## EXTRAIT À LIRE
....................
J'écris parce que je comprends, et je souffre de tout ce qui est parce que je le connais trop (Guy de Maupassant).
L'argent n'a pas d'odeur (Vespasien).
Tout ce qui brille n'est pas or (proverbe).
Entre tous mes aînés, Quai Conti, il n’en était aucun qui
m’inspirât plus de respect que ce neveu de Taine. Je ne crois pas le lui avoir
jamais manifesté ; il paraissait comme isolé par la grande vieillesse :
l’esprit jeune et vivant de Prométhée était lié à un corps en ruine. Mais sa
tristesse devait avoir d’autres sources : le monde qu’il avait décrit dans ses
livres ne ressemblait plus à l’image qu’il en avait donnée. Il était
l’historien et le témoin d’un empire qui se défaisait sous ses yeux. Les cartes
qui avaient servi à ce voyageur n’eussent plus servi à personne (François Mauriac : Bloc-notes, au sujet d'André Chevrillon).
Après avoir consacré divers articles à des littérateurs dits "de genre" (science-fiction, roman-feuilleton, espionnage, fantastique etc.) force est de reconnaître qu'il manquait une pièce à mes "trophées" de chasse : la littérature de voyage, tant décriée de nos jours car considérée comme subjective, dépeignant davantage la mentalité occidentale de l'auteur que celle des contrées "exotiques" qu'il traverse. Ce regard lointain, distant, dévoyé, perverti, daté, François Mauriac l'avait bien saisi au sujet d'André Chevrillon, qu'il appréciait tout en le sachant déjà condamné à l'oubli, non pas seulement du fait du grand âge qu'il avait atteint lorsqu'il mourut, mais parce que le monde qu'il avait parcouru et décrit de sa plume était devenu obsolète.
C'est un fait entendu, presque un truisme : très peu d'académiciens accèdent à l'immortalité littéraire. Je confesse avoir évacué André Chevrillon de ma pensée jusqu'à ce que Pierre Saintyves (1870-1935), dans une étude consacrée aux reliques bouddhistes, me rappelât l'existence de ce voyageur passionné, par le biais d'une longue citation :
Dans l’oratoire bouddhique ainsi que dans le chrétien, tout était clos, secret, mais plein de rayons, comme un cœur, plein d’une vie tendre et chaude qui affluait du dedans et se concentrait là, sur elle-même, avec la senteur des fleurs et des fumées, les lueurs de l’or, la jaune lumière tremblante et pure de toute clarté du jour. Elle aussi, cette petite chambre, était l’un des foyers du vieux mysticisme humain ; celui de l’Asie bouddhique y brûlait ; des âmes d’Indo-Chine et du Japon venaient s’endormir à sa chaleur.
....................
## DONNÉES FOURNIES
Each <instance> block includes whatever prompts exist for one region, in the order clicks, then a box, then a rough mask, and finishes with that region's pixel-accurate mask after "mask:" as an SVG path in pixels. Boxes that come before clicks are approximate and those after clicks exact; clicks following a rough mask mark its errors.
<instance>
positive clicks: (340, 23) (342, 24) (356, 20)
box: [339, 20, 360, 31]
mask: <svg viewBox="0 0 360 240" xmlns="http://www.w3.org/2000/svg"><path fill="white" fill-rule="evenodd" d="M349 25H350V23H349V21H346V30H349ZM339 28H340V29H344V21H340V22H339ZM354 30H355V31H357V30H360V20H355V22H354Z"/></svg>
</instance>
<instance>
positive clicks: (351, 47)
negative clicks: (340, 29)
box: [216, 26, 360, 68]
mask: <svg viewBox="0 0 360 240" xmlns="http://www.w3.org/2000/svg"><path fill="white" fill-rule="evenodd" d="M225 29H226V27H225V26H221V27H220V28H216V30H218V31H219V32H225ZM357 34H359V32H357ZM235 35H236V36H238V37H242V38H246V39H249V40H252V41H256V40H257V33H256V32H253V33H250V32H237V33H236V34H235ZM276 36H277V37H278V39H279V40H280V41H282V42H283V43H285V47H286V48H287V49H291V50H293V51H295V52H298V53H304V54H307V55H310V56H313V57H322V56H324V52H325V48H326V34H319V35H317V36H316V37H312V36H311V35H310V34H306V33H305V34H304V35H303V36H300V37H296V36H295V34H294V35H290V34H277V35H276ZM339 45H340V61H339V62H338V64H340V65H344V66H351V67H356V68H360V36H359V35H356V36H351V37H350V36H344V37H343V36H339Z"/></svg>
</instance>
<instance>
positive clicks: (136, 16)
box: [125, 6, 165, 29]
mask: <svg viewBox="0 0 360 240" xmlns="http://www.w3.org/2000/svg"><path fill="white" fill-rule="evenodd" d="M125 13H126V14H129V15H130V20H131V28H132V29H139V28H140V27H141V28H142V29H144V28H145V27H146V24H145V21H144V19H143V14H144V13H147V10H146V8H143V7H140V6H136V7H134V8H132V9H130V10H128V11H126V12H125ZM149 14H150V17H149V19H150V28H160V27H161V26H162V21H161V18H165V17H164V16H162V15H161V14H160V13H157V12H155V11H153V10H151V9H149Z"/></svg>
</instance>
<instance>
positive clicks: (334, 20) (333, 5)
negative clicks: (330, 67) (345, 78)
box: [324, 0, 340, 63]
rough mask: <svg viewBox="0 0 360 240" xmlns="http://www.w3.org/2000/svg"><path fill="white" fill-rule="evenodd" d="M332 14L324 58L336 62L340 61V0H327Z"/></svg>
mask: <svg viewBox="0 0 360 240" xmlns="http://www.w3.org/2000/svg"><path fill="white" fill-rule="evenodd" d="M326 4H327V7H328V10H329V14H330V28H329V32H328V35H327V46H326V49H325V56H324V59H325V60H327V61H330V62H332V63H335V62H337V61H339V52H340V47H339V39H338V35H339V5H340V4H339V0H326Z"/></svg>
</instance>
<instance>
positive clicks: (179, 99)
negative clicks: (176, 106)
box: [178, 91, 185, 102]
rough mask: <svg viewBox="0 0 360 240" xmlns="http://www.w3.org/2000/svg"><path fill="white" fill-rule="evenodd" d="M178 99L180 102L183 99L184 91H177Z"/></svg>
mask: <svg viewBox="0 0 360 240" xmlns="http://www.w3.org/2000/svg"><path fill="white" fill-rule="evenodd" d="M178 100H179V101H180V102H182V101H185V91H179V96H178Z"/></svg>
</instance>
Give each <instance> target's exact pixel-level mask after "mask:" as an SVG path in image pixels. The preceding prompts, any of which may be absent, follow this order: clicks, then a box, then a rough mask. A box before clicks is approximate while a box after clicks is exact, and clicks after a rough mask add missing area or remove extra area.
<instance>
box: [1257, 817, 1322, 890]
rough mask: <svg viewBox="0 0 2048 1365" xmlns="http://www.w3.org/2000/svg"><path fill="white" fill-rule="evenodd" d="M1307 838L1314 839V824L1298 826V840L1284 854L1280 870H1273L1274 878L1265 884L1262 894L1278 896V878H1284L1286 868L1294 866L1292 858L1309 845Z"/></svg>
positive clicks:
....................
## CONSIGNE A
Selon le texte sur André Chevrillon, pourquoi la littérature de voyage est-elle décriée de nos jours ? Répondez en une à trois phrases.
## CONSIGNE B
Imprimez, sans rien y changer, le passage du texte sur André Chevrillon qui va de « Entre tous mes » jusqu'à « sujet d'André Chevrillon). ».
## CONSIGNE C
Poursuivez le texte sur André Chevrillon à partir de sa dernière phrase.
Les données ne sont pas nécessaires ici.

## ZONE DE RÉPONSE A
Elle est considérée comme subjective. Elle dépeint davantage la mentalité occidentale de l'auteur que celle des contrées « exotiques » qu'il traverse.

## ZONE DE RÉPONSE B
Entre tous mes aînés, Quai Conti, il n’en était aucun qui
m’inspirât plus de respect que ce neveu de Taine. Je ne crois pas le lui avoir
jamais manifesté ; il paraissait comme isolé par la grande vieillesse :
l’esprit jeune et vivant de Prométhée était lié à un corps en ruine. Mais sa
tristesse devait avoir d’autres sources : le monde qu’il avait décrit dans ses
livres ne ressemblait plus à l’image qu’il en avait donnée. Il était
l’historien et le témoin d’un empire qui se défaisait sous ses yeux. Les cartes
qui avaient servi à ce voyageur n’eussent plus servi à personne (François Mauriac : Bloc-notes, au sujet d'André Chevrillon).

## ZONE DE RÉPONSE C
Les murs eux-mêmes semblaient dégager de glorieuses effusions : vieux marbre jauni, comme celui qui luit sourdement autour du sépulcre adoré de Jésus, marbre poli, attiédi par l’âge et le contact des mains, des corps, d’aspect mol et comme imprégné de la tendresse des prières, comme pénétré de fluide humain. Enfin, des substances précieuses et douces qui ne servent pas d’ordinaire aux architectures, mariées à ce marbre devenu pareil à de l’ivoire, aidaient à nous envelopper de surnaturel et de sacré. Les hauts rectangles vides, celui qui donnait accès de l’antichambre dans l’oratoire, et celui dont l’ouverture encadrait le sanctuaire, étaient sertis de bandes successives d’or, et d’argent, et de véritable et vieil ivoire, et ces matières ductiles, ciselées en bordures de feuillages, semblaient fondre en se pénétrant ; la légère, la pâle candeur de l’argent fluait imperceptiblement dans la pâleur plus chaude de l’or à demi dédoré, dans la mollesse veinée du tendre ivoire ; les reflets des creux et des reliefs jouaient et se mêlaient ; cela semblait immatériel et sans poids ; on eût dit que, de la tremblante lumière épanchée par les cierges, une onde s’était prise pour toujours aux arêtes des grandes baies rectangulaires, et flottait alentour. Et l’on pensait aux lieux saints de l’ancien Orient, au temple de Salomon, aux naos chryséléphantins, aux légendaires chapelles où l’ivoire et les métaux précieux s’unissaient au santal de l’Inde et de l’Arabie. Ce rideau de soie que les acolytes maintenaient écarté au-dessus du jubé d’argent, c’était le laïmph des mystères phéniciens. Par delà scintillaient le sacraire, les cassettes, la châsse, les plats et les vases d’or, — et tout cet or était ponctué de pierreries : émeraudes, topazes, saphirs, pierres de lune, rubis, brûlant en feux multicolores dans l’ombre, achevant par leurs musiques secrètes de nous ravir à la terre et de nous dissoudre le réel. (André Chevrillon : Sanctuaires et paysages d'Asie. Paris, 1905 p. 44-45).
Style admirable mais daté, ô combien !
Mais qui fut donc ce littérateur-bourlingueur démodé que sut parfaitement dépeindre l'homme à la voix éteinte (ainsi surnommais-je Mauriac), cet académicien (depuis 1920) dont seules quelques rues et avenues perpétuent encore le souvenir terni ?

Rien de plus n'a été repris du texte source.